# To do
Determine how many lines of the material below contain the string "artwork", treating uppercase and lowercase letters as distinct. Give only the number.

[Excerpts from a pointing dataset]
........

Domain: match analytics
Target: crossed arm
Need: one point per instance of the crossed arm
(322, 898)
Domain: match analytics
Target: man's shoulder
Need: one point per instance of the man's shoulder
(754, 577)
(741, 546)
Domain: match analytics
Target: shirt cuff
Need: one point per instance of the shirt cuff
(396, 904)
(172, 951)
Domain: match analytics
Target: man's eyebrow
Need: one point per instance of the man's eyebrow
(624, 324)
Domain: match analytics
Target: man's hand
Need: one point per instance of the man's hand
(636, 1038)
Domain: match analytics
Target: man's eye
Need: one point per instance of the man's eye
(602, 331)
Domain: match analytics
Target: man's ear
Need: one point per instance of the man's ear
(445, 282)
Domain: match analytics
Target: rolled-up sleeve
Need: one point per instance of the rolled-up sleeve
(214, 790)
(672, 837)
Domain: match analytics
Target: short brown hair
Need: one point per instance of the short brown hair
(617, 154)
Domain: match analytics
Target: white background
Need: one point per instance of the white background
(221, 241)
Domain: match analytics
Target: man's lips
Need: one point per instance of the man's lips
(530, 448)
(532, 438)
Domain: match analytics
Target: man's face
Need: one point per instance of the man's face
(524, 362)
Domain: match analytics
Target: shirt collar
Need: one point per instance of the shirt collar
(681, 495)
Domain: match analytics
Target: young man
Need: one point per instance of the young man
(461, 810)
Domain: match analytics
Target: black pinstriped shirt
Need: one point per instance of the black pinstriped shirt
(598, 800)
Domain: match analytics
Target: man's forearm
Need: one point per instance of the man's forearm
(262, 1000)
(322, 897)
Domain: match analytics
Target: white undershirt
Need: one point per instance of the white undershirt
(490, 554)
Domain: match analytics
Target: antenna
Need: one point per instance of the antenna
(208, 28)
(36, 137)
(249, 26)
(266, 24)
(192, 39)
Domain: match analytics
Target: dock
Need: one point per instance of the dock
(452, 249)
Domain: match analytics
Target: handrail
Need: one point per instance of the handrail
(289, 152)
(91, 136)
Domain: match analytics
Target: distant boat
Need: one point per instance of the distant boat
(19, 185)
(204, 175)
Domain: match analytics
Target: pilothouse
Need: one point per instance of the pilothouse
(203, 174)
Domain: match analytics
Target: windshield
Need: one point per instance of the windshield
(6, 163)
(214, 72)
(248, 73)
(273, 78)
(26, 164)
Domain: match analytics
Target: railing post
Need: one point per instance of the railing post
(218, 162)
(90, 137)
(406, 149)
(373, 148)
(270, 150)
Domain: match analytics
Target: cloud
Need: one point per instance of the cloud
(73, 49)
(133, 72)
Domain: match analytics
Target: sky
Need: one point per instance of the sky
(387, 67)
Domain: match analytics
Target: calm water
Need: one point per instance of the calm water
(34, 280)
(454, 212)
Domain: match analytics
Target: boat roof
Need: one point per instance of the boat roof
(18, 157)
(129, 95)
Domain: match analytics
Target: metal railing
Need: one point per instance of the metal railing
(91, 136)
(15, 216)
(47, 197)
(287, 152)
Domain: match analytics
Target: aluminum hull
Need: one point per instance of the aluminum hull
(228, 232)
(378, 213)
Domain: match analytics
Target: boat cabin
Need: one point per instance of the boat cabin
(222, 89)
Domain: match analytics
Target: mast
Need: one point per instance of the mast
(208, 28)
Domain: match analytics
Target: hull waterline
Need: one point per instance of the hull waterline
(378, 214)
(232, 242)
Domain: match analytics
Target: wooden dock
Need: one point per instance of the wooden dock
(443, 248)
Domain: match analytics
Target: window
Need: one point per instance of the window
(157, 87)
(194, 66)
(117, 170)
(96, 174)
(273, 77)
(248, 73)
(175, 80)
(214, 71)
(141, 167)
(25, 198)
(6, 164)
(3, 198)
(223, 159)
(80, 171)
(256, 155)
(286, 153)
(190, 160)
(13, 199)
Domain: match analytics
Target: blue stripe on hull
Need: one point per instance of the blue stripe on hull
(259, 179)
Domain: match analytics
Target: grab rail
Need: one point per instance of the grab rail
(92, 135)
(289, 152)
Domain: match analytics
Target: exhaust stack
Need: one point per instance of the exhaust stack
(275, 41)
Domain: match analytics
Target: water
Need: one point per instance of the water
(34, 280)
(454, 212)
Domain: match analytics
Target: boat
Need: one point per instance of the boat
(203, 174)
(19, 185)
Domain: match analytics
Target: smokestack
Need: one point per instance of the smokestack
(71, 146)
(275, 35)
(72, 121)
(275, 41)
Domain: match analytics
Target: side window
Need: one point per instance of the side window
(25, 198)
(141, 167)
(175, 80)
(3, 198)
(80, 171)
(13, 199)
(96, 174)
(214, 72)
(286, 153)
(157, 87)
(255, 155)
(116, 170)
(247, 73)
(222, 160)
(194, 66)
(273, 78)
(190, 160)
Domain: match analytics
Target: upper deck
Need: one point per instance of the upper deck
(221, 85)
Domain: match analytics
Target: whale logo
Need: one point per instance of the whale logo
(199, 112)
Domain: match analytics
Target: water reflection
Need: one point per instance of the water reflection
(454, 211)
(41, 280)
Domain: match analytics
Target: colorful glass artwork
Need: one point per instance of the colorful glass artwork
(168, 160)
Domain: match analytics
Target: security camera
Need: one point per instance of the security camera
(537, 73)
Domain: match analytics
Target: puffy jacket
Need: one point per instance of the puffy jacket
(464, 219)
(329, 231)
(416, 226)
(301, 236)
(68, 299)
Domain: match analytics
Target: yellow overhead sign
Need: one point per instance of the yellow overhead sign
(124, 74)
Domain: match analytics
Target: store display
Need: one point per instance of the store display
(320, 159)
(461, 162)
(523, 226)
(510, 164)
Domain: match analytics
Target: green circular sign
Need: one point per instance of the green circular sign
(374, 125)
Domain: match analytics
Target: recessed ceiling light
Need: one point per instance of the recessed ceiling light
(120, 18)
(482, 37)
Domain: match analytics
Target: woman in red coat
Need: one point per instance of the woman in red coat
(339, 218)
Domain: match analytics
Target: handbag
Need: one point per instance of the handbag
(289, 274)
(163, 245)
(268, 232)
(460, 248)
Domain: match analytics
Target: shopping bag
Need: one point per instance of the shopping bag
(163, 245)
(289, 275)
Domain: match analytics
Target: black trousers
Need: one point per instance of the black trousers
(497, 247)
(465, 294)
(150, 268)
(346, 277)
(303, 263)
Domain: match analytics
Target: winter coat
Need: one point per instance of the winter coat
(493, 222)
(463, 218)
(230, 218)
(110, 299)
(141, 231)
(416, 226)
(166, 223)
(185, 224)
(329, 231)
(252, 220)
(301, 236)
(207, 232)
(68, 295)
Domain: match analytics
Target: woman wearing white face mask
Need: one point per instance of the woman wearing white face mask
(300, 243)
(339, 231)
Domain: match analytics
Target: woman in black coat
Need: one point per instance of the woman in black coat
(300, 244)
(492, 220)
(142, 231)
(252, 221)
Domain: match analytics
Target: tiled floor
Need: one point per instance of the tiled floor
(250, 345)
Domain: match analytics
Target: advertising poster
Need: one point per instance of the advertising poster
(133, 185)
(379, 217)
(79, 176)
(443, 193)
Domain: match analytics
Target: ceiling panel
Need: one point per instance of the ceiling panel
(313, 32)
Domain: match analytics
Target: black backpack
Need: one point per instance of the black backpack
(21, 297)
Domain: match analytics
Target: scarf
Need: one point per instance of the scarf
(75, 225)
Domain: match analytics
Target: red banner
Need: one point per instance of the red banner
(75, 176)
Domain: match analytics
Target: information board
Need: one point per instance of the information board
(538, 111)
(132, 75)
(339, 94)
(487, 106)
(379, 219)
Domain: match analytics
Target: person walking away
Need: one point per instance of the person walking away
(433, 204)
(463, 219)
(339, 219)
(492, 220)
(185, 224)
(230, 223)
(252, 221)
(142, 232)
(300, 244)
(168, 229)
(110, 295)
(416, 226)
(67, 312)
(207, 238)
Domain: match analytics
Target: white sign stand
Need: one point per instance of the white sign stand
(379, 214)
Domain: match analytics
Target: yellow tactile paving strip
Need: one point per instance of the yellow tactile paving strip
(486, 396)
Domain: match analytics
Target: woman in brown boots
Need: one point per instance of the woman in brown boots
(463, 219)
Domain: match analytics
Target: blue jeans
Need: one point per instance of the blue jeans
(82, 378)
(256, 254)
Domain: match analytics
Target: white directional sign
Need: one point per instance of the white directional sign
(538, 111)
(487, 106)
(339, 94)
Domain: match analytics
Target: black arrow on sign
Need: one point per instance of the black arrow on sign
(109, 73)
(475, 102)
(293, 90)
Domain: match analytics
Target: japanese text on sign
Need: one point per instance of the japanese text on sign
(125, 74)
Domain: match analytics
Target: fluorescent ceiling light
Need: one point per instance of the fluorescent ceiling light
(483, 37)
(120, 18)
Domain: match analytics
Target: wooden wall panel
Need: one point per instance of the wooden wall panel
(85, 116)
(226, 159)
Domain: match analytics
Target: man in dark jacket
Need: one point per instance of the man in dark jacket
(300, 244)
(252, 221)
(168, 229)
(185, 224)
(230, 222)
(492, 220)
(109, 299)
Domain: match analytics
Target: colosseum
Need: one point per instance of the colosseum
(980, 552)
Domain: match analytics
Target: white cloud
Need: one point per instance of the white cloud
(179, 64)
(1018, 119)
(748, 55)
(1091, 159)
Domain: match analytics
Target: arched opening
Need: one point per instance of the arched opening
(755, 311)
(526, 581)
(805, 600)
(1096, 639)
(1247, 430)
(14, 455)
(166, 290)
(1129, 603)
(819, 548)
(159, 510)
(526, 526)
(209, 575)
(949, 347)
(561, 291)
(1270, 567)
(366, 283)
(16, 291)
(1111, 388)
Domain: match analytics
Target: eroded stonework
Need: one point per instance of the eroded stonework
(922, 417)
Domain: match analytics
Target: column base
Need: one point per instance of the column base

........

# Solution to this problem
2